■ What you have to do
What is needed is an exact repeat of the lines from the line containing "Note: for this drill we locate the white glass" through the final line of the entries below, and nothing else.

■ Data entries
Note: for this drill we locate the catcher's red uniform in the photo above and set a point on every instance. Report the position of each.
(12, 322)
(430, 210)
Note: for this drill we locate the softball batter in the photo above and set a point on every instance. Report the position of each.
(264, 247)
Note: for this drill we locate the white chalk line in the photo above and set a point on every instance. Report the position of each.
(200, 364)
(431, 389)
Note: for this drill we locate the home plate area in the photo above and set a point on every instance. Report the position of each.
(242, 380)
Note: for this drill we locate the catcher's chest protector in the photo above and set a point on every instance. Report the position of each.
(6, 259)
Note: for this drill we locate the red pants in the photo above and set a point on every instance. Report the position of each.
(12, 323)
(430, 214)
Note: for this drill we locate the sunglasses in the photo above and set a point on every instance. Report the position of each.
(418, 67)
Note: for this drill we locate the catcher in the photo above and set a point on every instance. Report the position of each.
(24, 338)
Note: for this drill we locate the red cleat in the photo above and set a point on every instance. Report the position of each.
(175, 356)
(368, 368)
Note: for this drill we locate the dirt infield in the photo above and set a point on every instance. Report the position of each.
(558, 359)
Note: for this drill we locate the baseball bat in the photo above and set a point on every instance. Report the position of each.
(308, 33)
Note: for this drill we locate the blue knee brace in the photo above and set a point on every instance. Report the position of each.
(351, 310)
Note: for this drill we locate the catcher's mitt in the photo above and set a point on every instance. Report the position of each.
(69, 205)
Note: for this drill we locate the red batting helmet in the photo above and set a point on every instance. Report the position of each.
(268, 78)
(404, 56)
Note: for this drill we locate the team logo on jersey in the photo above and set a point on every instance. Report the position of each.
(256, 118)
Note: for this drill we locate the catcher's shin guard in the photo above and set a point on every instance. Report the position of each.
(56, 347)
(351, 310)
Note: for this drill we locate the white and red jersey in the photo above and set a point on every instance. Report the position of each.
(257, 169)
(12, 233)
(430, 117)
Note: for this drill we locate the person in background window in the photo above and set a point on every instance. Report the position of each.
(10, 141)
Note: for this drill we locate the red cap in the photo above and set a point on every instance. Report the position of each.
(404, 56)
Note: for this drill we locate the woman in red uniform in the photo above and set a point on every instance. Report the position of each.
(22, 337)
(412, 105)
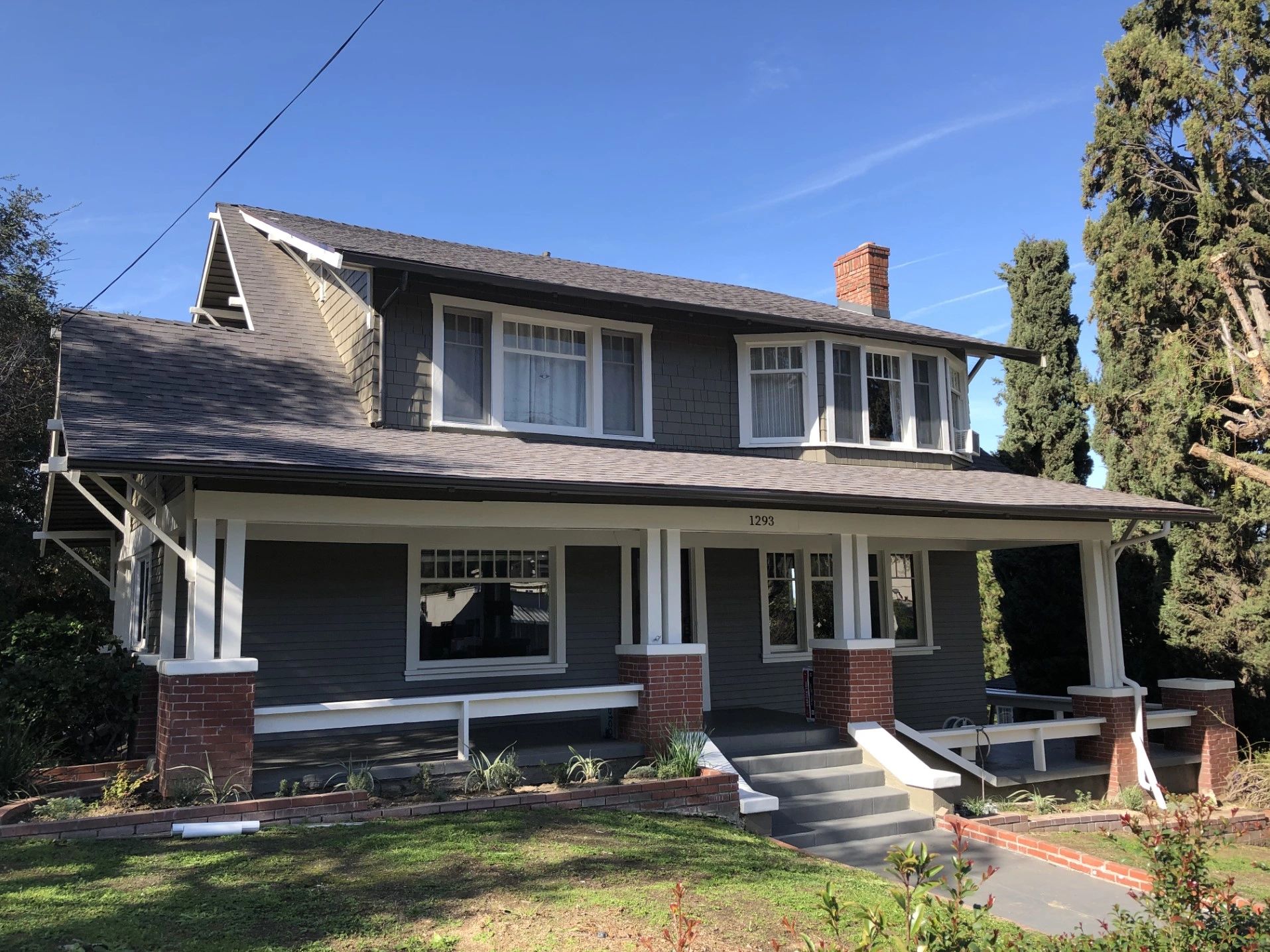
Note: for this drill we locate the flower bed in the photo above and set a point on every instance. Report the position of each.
(709, 794)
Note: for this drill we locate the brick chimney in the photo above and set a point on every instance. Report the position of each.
(863, 281)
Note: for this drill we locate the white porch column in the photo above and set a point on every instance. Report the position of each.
(231, 593)
(1100, 627)
(168, 609)
(651, 587)
(850, 587)
(202, 597)
(672, 583)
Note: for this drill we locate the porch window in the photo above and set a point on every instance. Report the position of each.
(777, 391)
(885, 405)
(140, 621)
(822, 595)
(897, 597)
(484, 605)
(544, 375)
(465, 334)
(783, 602)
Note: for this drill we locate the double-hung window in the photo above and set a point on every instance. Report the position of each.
(884, 388)
(538, 371)
(897, 597)
(544, 375)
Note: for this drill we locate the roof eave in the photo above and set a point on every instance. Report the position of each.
(681, 494)
(903, 337)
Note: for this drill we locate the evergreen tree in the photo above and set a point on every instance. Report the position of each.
(1042, 609)
(1178, 170)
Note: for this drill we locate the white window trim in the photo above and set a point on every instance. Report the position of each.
(552, 663)
(787, 653)
(924, 642)
(810, 414)
(594, 327)
(906, 352)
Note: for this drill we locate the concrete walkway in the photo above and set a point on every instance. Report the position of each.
(1027, 892)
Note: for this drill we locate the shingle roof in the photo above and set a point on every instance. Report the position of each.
(150, 395)
(592, 280)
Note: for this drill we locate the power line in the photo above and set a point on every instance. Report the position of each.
(226, 169)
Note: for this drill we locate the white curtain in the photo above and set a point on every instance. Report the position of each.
(545, 390)
(777, 405)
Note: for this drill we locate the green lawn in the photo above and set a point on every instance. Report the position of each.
(1238, 860)
(499, 880)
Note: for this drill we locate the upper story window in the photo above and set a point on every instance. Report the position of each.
(535, 371)
(871, 395)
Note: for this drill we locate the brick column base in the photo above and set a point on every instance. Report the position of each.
(206, 714)
(1212, 731)
(1114, 744)
(672, 695)
(148, 713)
(854, 682)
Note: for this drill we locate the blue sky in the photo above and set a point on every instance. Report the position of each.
(719, 141)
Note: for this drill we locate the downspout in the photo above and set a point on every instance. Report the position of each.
(1146, 772)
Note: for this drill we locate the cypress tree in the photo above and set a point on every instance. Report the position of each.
(1042, 611)
(1178, 173)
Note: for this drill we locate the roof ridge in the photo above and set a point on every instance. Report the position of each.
(534, 257)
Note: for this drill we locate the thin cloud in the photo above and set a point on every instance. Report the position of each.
(954, 300)
(989, 329)
(919, 261)
(864, 164)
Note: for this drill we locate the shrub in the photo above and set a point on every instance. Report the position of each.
(61, 809)
(122, 788)
(497, 776)
(681, 754)
(22, 750)
(72, 682)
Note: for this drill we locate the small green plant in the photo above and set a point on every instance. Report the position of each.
(357, 776)
(555, 773)
(61, 809)
(287, 788)
(1131, 799)
(22, 750)
(586, 770)
(681, 754)
(642, 772)
(495, 776)
(208, 786)
(978, 806)
(1035, 802)
(123, 788)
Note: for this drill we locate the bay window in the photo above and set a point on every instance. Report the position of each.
(884, 398)
(511, 369)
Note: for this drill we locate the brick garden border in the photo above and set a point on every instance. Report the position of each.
(712, 794)
(1058, 856)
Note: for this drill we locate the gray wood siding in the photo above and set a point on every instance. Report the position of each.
(695, 398)
(950, 682)
(356, 343)
(327, 623)
(738, 677)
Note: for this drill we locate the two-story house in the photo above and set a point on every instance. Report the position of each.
(385, 491)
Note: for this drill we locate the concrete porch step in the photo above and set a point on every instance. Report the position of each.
(804, 759)
(838, 803)
(818, 780)
(857, 835)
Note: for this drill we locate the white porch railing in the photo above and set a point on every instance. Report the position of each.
(967, 739)
(463, 709)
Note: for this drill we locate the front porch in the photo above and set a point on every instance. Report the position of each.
(398, 631)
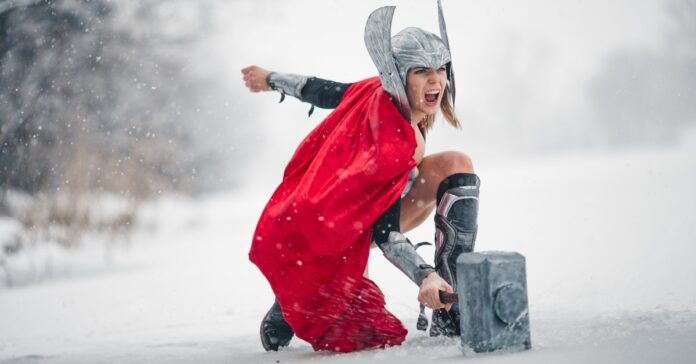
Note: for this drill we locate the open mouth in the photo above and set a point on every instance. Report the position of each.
(432, 95)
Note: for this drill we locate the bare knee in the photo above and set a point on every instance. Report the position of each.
(456, 162)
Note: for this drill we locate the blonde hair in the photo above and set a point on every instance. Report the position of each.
(447, 112)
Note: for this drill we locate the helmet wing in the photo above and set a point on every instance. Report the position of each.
(378, 43)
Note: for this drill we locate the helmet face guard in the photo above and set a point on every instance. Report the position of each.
(412, 47)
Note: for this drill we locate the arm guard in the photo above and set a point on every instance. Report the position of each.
(316, 91)
(287, 83)
(400, 252)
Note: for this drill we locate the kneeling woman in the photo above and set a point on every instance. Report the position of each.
(350, 183)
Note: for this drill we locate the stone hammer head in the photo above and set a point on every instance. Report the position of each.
(492, 297)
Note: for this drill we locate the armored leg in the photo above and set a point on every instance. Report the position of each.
(455, 233)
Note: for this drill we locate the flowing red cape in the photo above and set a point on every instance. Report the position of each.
(313, 238)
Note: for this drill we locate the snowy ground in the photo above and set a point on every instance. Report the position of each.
(609, 240)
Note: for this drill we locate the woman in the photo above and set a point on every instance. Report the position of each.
(348, 185)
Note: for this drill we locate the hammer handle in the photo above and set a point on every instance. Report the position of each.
(447, 298)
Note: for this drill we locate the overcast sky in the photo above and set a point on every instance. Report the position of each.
(522, 67)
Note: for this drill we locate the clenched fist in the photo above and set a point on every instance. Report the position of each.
(255, 78)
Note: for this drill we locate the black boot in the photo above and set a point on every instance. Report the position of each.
(275, 332)
(455, 233)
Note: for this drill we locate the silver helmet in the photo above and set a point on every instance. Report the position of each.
(411, 47)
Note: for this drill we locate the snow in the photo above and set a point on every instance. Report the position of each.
(608, 237)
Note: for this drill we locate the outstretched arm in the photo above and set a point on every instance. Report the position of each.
(400, 252)
(321, 93)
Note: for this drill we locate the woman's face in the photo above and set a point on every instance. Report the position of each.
(424, 88)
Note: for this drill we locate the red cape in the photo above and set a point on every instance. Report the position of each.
(313, 239)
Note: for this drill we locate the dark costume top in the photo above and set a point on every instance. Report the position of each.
(313, 238)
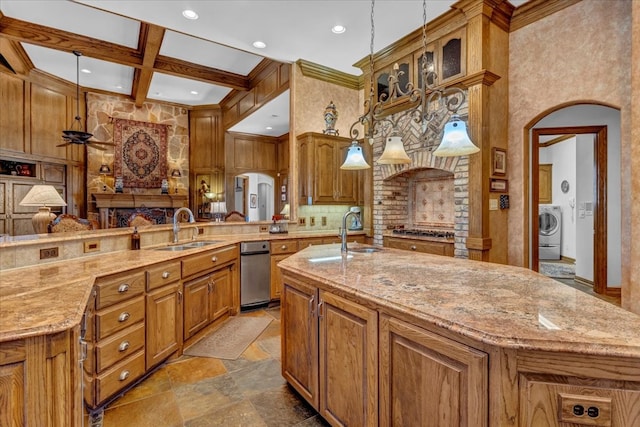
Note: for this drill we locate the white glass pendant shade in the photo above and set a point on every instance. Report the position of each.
(394, 152)
(355, 159)
(455, 141)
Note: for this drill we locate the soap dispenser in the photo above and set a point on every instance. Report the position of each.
(135, 239)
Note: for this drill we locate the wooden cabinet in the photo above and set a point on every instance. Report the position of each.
(115, 336)
(280, 249)
(321, 181)
(300, 339)
(426, 379)
(424, 246)
(40, 382)
(163, 327)
(210, 288)
(348, 343)
(324, 335)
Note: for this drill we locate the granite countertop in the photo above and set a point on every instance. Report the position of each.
(50, 298)
(501, 305)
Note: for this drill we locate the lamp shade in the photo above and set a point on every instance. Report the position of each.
(394, 152)
(455, 141)
(355, 159)
(42, 196)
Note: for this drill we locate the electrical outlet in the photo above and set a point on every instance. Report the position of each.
(585, 410)
(49, 253)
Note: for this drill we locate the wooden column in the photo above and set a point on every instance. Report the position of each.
(487, 69)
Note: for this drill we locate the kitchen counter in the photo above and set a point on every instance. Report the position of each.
(505, 306)
(427, 337)
(52, 297)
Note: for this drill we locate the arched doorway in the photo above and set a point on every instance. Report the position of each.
(594, 210)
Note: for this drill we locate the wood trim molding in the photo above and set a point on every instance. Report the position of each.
(534, 10)
(329, 75)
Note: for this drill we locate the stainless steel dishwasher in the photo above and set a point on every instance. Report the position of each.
(255, 274)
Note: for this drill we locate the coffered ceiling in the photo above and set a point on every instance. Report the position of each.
(146, 49)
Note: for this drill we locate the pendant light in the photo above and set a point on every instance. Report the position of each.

■ Response
Note: for this drill we locate the white glass pendant shade in the photo above and set a point on every instance. Report the position of each.
(394, 152)
(355, 159)
(455, 141)
Note: for this drill we locate the soap dispenser in the photo above and set a point on every instance. Report the position of each.
(135, 239)
Note: for this drill we locate the wooden cabinet in the photo above and set a point on every instance. Report the position of each.
(115, 336)
(280, 249)
(321, 181)
(300, 339)
(426, 379)
(424, 246)
(40, 382)
(163, 327)
(210, 288)
(348, 343)
(324, 335)
Note: for this drill we locate the granite countertop in the photo above and set a point on every instance. Report the position of each.
(50, 298)
(501, 305)
Note: for this drill we locate the lamp shade in the photo above and set a point on every instance. Report the position of each.
(394, 152)
(455, 141)
(355, 159)
(42, 196)
Note: for this drill we locate the electrical outlet in the photo above and set a point on every instance. Report the position of each.
(585, 410)
(49, 253)
Note: for this drill we locate the wooden column in the photo above and set a point on every instance. Report the position of each.
(487, 69)
Note: for this drill we locate the kitchen counter in the photo above and set a point on every instance. Report the position of each.
(505, 306)
(427, 337)
(52, 297)
Note: for this drill we locate the arched doorway in the photo above and set a point on every instance. Report the position of each.
(594, 210)
Note: for this drill we locate the wood trim molding in the photo above and set a point on every instance. Report the position of each.
(534, 10)
(329, 75)
Note: for this drill we locate the stainless steel dishwasher in the photo above and set a point on every instance. Report the position of each.
(255, 274)
Note: for this drill we locate the coffered ceiling in the photo above and set a point on every instance. Report the position of each.
(146, 49)
Note: for this drill we locate the pendant light in the photo above and set a point on every instance. Report the position of each.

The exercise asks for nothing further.